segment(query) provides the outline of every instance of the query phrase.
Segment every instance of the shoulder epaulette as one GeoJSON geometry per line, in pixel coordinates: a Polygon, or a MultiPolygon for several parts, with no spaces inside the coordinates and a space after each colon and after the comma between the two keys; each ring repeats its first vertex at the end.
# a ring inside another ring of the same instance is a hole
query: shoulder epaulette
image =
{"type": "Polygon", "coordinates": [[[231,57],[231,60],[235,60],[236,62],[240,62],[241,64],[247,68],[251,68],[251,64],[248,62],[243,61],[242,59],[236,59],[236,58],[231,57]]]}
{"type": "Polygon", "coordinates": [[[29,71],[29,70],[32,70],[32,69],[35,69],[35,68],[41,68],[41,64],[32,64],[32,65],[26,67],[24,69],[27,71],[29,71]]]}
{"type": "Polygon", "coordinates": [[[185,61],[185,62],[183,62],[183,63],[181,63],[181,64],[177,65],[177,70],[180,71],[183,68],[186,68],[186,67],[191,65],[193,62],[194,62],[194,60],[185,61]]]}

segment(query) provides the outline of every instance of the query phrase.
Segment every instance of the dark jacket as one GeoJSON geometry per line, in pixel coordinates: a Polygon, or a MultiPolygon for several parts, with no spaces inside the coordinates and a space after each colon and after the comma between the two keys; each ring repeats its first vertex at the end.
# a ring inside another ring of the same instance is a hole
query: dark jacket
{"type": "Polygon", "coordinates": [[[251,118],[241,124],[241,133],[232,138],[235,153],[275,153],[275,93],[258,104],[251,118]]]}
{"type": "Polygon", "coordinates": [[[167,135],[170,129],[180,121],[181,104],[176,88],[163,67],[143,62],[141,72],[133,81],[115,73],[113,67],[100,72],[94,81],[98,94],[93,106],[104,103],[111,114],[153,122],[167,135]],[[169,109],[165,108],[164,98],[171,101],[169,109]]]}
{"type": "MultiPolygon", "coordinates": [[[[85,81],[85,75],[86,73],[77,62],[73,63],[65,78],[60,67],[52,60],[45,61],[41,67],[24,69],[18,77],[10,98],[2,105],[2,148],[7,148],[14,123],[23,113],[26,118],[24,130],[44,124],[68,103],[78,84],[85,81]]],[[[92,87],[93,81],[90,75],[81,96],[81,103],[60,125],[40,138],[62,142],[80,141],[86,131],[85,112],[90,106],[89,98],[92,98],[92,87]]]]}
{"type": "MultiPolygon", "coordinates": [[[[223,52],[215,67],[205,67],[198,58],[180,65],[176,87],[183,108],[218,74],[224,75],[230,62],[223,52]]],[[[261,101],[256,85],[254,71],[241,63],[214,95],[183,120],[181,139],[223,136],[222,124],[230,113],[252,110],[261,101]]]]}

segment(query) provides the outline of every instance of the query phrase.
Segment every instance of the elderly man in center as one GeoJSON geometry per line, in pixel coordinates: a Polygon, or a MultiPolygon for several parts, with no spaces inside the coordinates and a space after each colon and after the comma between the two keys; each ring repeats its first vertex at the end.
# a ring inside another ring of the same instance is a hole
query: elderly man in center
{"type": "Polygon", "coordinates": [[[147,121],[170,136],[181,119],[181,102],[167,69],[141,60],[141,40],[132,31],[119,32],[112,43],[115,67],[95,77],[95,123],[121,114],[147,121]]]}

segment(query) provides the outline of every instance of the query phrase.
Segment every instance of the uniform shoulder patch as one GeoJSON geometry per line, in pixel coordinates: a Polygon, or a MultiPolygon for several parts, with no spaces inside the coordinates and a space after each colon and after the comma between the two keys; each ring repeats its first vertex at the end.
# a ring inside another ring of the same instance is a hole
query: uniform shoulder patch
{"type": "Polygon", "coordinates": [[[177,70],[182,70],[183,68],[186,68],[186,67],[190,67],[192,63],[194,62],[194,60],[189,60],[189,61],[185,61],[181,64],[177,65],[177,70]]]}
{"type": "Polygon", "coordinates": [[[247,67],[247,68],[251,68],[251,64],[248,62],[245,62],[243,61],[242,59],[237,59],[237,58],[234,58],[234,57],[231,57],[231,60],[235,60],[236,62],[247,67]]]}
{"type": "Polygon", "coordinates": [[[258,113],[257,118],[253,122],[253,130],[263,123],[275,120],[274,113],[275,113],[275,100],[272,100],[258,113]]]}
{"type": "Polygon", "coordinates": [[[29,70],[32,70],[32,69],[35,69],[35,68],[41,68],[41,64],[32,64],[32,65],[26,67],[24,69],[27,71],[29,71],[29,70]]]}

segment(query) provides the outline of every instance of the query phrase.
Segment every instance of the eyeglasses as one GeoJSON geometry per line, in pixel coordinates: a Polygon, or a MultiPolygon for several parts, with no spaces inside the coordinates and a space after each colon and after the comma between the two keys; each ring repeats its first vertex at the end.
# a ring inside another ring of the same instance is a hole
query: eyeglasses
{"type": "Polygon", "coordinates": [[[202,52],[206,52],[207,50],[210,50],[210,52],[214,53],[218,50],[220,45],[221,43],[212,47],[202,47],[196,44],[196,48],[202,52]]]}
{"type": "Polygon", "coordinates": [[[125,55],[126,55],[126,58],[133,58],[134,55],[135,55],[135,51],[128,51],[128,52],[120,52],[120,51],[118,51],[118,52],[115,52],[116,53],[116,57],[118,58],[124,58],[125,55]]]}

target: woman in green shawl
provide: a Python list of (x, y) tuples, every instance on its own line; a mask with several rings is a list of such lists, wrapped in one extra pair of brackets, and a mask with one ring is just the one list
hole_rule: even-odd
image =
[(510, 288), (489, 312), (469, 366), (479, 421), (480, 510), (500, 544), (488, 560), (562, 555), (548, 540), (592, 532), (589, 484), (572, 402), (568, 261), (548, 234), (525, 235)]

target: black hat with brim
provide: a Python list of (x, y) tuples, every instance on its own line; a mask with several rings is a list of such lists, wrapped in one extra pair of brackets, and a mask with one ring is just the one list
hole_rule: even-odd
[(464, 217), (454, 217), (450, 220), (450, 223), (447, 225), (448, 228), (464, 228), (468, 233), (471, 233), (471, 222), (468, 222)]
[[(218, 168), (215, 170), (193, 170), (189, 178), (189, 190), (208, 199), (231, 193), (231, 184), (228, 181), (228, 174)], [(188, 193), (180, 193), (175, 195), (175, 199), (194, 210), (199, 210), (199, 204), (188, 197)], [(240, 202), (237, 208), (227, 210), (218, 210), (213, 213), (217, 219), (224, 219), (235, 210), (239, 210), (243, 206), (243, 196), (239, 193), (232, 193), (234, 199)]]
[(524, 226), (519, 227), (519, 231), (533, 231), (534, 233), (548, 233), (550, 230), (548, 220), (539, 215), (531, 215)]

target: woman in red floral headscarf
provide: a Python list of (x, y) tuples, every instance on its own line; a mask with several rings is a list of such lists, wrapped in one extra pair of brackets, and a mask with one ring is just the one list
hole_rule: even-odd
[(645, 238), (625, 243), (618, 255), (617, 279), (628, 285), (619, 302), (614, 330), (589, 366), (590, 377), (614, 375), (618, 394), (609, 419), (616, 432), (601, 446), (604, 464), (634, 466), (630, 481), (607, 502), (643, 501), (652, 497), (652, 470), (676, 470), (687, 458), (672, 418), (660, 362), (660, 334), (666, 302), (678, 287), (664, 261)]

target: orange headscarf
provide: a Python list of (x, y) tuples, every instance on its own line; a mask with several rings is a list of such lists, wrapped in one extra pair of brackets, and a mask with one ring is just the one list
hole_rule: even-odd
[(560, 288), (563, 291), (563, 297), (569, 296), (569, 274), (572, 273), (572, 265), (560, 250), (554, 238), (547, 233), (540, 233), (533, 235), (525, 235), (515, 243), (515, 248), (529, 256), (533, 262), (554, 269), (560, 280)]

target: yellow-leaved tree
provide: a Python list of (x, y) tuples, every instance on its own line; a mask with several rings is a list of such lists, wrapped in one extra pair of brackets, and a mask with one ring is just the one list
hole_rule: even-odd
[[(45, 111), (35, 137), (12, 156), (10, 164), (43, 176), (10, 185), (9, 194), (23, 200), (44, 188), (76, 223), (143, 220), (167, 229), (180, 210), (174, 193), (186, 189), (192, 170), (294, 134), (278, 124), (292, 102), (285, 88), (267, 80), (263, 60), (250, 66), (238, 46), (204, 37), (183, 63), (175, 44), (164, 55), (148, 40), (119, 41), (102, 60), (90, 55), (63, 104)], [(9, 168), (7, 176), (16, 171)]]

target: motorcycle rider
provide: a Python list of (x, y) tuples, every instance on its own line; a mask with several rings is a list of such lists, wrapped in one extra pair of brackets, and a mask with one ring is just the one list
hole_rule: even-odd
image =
□ □ □ □ □
TASK DIRECTIONS
Render the part that opens with the line containing "target: orange headscarf" and closes with the line containing "269), (560, 280)]" as a two-column CSV with the header item_text,answer. Give one row per item, putting its text and its answer each in a single quoted field with line breaks replaced by spaces.

FULL ANSWER
item_text,answer
"target: orange headscarf provide: a Python list of (x, y) tuples, every instance on its own line; a mask with several rings is a list of such lists, wrapped in one extra pair of brackets, and a mask with one ring is just the one list hole_rule: even-odd","[(560, 288), (563, 291), (563, 297), (569, 296), (569, 274), (572, 273), (572, 265), (560, 250), (554, 238), (547, 233), (540, 233), (533, 235), (525, 235), (515, 243), (515, 248), (529, 256), (533, 262), (554, 269), (560, 280)]"